[Start Document excerpt]

This candid history looks at the university as it weathered war, funding crises, risk-taking expansion and conflict with the governments plans for New Zealands tertiary sector. Written by distinguished historian Professor Michael Belgrave, this is a lively look at how an agricultural college grew up to become a leading intellectual centre of excellence.

Contents

Writing University Histories

Histories of universities are often partly autobiographical, written by historians whose memories are both longstanding and affectionate, as much rooted in personal experience as in the universities archives. Although they are now increasingly farmed out to professionals as exercises in public relations, they were once the preserve of historians with many decades of institutional memories. Length of service was not necessarily a mark of seniority, but it was acknowledged that young historians had things that interested them more. They had not spent long enough in academic corridors to be puzzled by their present direction and to wonder whether the university of the present was still the same place that had once inspired in them such excitement and enthusiasm.

TODAYS UNIVERSITY HISTORIES VARY in purpose and style. Some are puff pieces, designed to open the pockets of alumni. Others are sentimental journeys, reunions with dead colleagues, adversaries and allies alike, glorying in the hearsay of even earlier times. Still more are compendiums of the driest details of buildings, disciplines and departments, faculties and fundraising: litanies to bearded founders and bluestocking achievers. This history is an historians history; it tries to explain the present from the experience of the past.

[End Document excerpt]
[Start Data extract]

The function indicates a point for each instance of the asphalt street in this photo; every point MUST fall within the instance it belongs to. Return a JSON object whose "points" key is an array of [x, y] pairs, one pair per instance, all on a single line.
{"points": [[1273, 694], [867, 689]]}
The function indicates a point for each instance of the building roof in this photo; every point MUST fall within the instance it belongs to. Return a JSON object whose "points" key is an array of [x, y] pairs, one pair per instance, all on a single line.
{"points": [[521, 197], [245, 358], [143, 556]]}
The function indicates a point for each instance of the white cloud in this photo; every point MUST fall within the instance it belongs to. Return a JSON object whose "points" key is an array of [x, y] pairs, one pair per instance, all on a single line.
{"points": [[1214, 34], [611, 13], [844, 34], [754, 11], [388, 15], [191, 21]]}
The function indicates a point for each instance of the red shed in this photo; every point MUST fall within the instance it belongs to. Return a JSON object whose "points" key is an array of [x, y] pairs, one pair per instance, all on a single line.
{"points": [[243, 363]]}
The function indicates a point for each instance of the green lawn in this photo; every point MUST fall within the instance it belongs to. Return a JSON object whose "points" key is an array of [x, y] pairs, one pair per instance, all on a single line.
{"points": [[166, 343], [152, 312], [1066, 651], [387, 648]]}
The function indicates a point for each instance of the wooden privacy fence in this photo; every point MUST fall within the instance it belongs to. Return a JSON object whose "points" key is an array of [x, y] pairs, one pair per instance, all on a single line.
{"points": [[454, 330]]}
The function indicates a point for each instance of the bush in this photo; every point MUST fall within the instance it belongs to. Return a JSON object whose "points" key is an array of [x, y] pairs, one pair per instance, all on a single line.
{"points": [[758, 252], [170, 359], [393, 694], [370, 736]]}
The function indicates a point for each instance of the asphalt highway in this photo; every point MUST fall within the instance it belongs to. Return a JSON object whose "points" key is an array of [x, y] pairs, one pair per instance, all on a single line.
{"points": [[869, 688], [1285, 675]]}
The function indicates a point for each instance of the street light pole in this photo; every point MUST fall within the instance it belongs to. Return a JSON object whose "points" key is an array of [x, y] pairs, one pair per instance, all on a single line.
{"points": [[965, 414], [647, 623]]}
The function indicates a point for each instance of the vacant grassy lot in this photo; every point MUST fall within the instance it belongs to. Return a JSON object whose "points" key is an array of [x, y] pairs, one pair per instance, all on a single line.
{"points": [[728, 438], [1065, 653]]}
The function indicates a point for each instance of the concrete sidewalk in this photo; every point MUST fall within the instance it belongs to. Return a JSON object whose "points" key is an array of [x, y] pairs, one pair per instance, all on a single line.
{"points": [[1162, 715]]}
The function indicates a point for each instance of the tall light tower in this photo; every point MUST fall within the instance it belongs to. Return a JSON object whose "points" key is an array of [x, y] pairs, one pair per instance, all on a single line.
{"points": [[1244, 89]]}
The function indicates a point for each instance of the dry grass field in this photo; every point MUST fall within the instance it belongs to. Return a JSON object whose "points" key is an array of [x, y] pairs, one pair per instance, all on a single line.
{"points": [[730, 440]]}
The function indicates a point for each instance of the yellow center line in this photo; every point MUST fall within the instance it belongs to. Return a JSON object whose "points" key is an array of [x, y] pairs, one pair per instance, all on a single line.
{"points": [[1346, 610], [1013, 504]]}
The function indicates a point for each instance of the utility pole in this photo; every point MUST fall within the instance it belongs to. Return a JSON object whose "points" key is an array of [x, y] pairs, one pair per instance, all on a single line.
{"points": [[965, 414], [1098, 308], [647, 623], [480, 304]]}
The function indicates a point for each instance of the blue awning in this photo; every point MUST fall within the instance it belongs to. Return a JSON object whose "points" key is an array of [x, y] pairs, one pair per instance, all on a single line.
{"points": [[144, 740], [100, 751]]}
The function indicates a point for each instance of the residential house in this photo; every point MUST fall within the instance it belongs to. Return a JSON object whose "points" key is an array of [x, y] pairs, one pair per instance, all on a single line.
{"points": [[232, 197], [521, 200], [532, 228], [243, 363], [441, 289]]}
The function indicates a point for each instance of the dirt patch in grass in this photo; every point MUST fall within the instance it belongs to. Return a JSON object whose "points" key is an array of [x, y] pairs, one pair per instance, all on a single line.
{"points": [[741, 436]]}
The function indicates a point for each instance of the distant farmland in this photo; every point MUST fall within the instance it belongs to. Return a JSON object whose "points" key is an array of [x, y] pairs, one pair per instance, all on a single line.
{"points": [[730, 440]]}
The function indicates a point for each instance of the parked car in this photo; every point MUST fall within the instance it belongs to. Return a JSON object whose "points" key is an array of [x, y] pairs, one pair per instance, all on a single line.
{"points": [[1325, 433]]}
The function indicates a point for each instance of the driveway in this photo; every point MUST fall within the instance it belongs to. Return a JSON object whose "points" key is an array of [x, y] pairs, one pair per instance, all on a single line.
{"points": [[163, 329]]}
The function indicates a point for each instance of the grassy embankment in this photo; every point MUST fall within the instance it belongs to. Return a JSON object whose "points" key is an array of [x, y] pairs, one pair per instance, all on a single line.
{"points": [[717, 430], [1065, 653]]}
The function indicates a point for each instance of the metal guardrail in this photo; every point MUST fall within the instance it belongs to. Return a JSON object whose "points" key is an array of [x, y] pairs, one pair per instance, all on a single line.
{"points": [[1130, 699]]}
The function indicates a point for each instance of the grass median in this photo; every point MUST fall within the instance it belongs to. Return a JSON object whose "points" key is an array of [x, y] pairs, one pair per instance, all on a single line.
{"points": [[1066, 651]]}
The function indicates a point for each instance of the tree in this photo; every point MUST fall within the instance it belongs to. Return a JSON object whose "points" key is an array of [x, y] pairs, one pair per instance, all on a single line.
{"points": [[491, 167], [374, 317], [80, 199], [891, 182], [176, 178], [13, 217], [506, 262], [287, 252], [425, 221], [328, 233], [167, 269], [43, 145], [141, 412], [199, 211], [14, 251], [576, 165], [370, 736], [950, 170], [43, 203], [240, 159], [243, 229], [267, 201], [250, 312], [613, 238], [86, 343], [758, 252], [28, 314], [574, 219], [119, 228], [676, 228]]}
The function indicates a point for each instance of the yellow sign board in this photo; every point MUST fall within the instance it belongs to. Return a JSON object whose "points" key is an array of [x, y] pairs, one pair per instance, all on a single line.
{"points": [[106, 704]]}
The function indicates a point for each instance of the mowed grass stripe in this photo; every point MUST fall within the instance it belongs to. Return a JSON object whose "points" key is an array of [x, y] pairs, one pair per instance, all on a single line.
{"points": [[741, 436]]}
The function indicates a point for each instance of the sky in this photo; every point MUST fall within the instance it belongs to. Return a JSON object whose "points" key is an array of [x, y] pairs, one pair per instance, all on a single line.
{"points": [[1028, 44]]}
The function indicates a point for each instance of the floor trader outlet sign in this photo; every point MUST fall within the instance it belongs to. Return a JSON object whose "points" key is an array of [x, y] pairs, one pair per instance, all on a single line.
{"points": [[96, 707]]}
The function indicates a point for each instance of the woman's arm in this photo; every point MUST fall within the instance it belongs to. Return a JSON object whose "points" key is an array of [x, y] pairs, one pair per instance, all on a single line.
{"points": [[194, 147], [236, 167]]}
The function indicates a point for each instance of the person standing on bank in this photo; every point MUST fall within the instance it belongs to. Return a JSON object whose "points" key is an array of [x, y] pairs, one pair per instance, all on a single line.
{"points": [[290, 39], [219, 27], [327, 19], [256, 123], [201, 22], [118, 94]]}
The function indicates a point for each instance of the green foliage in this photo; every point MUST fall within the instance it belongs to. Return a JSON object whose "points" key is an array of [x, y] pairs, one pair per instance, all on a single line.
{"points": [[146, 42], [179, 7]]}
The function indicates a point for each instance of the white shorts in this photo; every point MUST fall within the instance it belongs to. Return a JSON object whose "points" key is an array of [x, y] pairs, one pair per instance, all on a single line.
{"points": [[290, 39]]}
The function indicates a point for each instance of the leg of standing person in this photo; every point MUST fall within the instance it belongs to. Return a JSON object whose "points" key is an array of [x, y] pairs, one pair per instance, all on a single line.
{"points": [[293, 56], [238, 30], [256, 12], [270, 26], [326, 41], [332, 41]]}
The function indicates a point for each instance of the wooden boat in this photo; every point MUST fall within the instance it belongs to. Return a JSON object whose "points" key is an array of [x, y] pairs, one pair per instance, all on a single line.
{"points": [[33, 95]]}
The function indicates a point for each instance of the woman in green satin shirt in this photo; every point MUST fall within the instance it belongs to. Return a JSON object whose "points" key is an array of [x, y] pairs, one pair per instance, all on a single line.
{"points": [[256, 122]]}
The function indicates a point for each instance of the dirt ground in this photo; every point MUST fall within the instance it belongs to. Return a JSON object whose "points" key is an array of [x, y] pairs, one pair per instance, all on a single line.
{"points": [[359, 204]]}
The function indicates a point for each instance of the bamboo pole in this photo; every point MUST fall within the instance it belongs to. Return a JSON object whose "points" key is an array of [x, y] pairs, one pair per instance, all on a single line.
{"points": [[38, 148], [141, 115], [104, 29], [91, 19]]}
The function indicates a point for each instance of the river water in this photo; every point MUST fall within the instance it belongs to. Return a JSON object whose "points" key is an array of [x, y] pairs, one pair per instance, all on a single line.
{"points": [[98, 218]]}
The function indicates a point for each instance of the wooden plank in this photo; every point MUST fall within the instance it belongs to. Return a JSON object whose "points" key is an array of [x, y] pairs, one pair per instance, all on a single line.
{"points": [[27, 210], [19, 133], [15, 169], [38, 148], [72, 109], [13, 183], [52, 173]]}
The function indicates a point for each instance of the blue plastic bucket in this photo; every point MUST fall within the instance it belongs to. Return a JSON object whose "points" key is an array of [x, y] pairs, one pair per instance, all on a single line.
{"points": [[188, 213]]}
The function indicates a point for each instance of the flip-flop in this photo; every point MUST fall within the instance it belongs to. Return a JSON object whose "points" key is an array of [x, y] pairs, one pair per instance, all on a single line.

[End Data extract]

◆ **Jobs**:
**a)** From the university history excerpt, extract the passage from "Writing University Histories" up to and including "excitement and enthusiasm.".
**b)** Answer these questions using the university history excerpt, not the data:
(i) Who wrote the history?
(ii) What kind of institution did the university start out as?
(iii) According to the excerpt, what are puff pieces designed to do?
**c)** Continue the university history excerpt from the point where it ends.

◆ **Final answers**:
**a)**
Writing University Histories

Histories of universities are often partly autobiographical, written by historians whose memories are both longstanding and affectionate, as much rooted in personal experience as in the universities archives. Although they are now increasingly farmed out to professionals as exercises in public relations, they were once the preserve of historians with many decades of institutional memories. Length of service was not necessarily a mark of seniority, but it was acknowledged that young historians had things that interested them more. They had not spent long enough in academic corridors to be puzzled by their present direction and to wonder whether the university of the present was still the same place that had once inspired in them such excitement and enthusiasm.

**b)**
(i) Professor Michael Belgrave
(ii) An agricultural college
(iii) Open the pockets of alumni

**c)**
Most of the histories that have been written for New Zealand universities were published at a time when the nature and value of university life were uncontested if we discount the deep-seated anti-intellectualism long rooted in New Zealands cultural landscape. None of the early histories questioned their writers faith in the value of university education and the continuing importance and increasing relevance of the universities, which many of them had entered as young students decades before.

Since the late twentieth century, however, universities have faced significant challenges from global competition and technological change. Internal revolutions have replaced academic management and governance with regimes more corporate than collegial, and with much higher levels of external and internal competition. Writing a history of a university in 2016 is to confront an uncertain future. Like every other university, Massey as we know it may be threatened by massive changes that will transform the very nature of university teaching and research. In this history the Massey of today can be clearly seen in its past, but for the writer of a later history this may be much more difficult.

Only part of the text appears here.